**What the task asks**:
Begin at the top of the following data. Copy each line exactly until you have copied the line containing "positive clicks: (294, 68) (257, 47)".

**Data under study**:
-=-=-
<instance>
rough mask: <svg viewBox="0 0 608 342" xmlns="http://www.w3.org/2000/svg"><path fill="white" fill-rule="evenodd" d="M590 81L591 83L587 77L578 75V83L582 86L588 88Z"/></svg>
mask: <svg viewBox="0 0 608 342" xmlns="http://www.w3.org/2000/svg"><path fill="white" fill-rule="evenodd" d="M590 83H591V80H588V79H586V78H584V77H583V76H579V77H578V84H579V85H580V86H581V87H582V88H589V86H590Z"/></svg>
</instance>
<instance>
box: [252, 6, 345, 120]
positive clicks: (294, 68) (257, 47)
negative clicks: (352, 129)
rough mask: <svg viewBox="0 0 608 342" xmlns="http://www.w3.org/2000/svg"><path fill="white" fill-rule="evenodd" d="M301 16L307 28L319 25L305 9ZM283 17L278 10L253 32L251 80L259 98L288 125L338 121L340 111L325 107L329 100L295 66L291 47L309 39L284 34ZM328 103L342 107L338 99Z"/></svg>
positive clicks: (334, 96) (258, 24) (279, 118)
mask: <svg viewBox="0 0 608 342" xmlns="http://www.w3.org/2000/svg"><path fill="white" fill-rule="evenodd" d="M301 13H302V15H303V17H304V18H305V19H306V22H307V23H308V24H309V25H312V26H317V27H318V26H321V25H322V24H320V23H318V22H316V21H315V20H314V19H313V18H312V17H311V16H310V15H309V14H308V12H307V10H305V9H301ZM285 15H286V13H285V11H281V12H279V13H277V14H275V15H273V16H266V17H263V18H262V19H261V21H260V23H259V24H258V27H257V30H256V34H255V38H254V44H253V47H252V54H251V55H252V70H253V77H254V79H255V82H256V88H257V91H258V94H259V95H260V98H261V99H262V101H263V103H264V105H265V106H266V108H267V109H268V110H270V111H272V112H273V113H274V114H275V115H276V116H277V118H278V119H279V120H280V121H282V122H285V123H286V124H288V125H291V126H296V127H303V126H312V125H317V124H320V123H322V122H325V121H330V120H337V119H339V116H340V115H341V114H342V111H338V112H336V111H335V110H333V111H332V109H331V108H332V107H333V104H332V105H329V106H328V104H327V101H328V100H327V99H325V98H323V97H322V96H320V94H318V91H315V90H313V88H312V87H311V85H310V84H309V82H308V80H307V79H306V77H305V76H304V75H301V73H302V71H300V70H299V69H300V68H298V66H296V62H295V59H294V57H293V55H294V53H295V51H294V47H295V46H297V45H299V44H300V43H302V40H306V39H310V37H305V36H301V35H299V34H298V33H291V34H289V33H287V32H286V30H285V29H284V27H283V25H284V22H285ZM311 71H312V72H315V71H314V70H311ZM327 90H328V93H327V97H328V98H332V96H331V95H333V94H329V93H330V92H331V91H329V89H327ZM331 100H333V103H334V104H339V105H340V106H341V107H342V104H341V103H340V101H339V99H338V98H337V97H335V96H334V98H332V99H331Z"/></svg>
-=-=-
**Task response**:
<instance>
rough mask: <svg viewBox="0 0 608 342" xmlns="http://www.w3.org/2000/svg"><path fill="white" fill-rule="evenodd" d="M590 81L591 83L587 77L578 75V83L582 86L588 88Z"/></svg>
mask: <svg viewBox="0 0 608 342" xmlns="http://www.w3.org/2000/svg"><path fill="white" fill-rule="evenodd" d="M590 83H591V80H588V79H586V78H584V77H583V76H579V77H578V84H579V85H580V86H581V87H582V88H589V86H590Z"/></svg>
</instance>
<instance>
box: [252, 6, 345, 120]
positive clicks: (294, 68) (257, 47)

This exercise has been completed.